» What is being asked
Pick out and copy each line in the entries below that contains the word "spoon". Matching is case-sensitive.
########################################
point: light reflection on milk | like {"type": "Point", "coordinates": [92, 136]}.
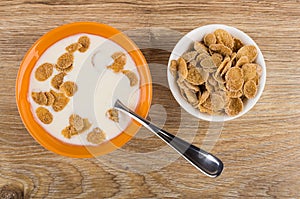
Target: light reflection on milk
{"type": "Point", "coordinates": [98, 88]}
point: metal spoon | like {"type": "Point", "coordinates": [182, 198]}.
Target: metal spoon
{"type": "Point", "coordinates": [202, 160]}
########################################
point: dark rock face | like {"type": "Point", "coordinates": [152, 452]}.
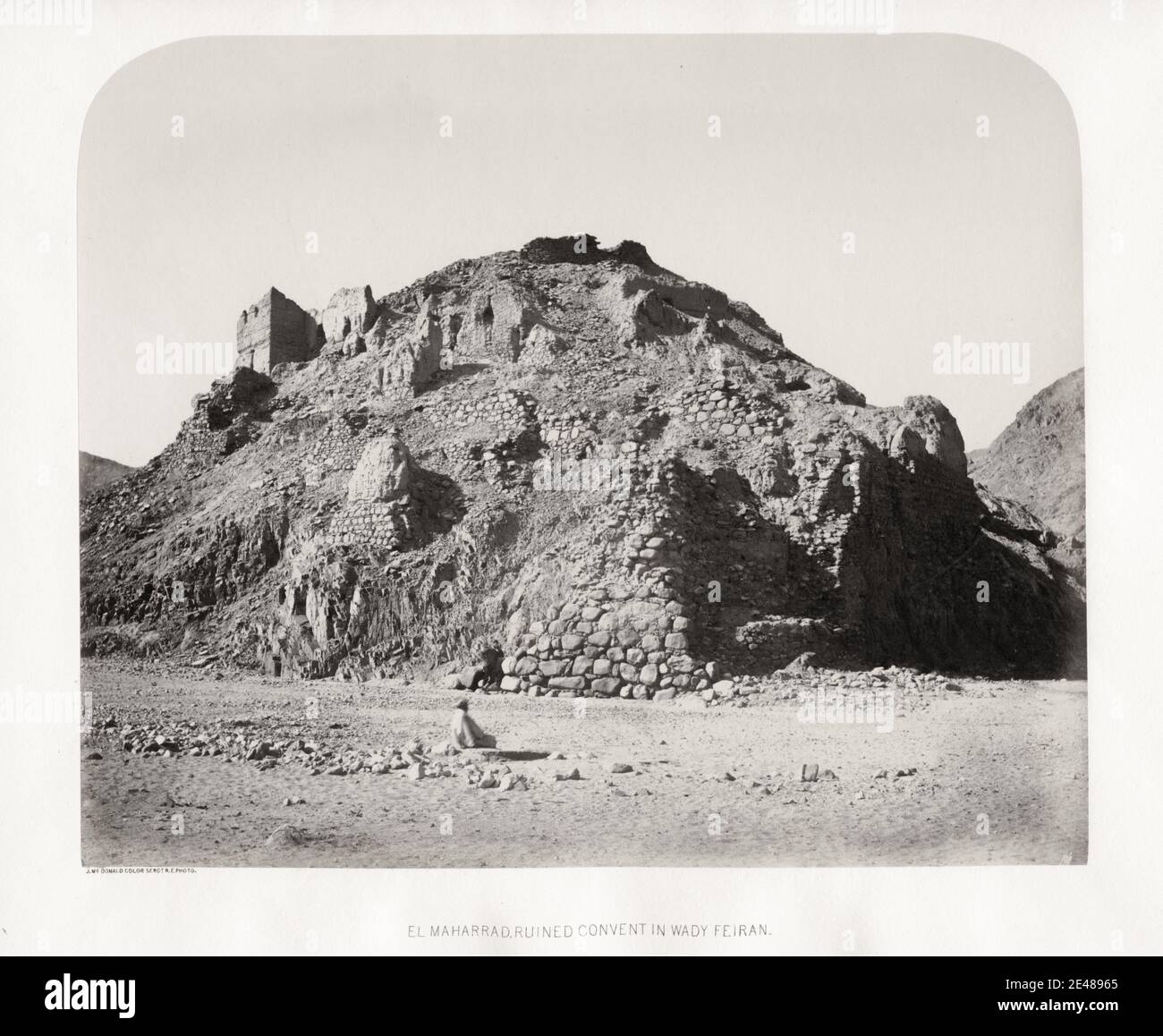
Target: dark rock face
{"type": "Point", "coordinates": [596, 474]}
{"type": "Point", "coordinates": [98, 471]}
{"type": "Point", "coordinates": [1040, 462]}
########################################
» Final result
point: metal spoon | like {"type": "Point", "coordinates": [182, 198]}.
Target: metal spoon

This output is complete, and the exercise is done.